→ **DATASET RECORDS**:

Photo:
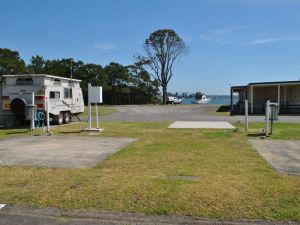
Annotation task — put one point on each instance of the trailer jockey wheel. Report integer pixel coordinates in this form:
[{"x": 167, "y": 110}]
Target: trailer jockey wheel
[
  {"x": 59, "y": 119},
  {"x": 66, "y": 117},
  {"x": 17, "y": 106}
]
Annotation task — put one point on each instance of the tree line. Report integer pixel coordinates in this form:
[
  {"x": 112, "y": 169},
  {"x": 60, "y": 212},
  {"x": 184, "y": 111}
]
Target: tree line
[
  {"x": 121, "y": 84},
  {"x": 131, "y": 84}
]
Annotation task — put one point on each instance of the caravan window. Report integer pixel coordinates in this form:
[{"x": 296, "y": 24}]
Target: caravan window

→ **ACTION ITEM**: Select all lines with the word "coordinates" from the entries above.

→ **THE COMPLETED TASK**:
Annotation task — put one point on each instance of the trailer jockey wheel. Report integer pixel coordinates in this form:
Annotation task — put one point on each instance of the tree line. Report integer pixel coordinates in this form:
Annotation task — put one point on each instance of the caravan window. Report integer pixel coordinates in this form:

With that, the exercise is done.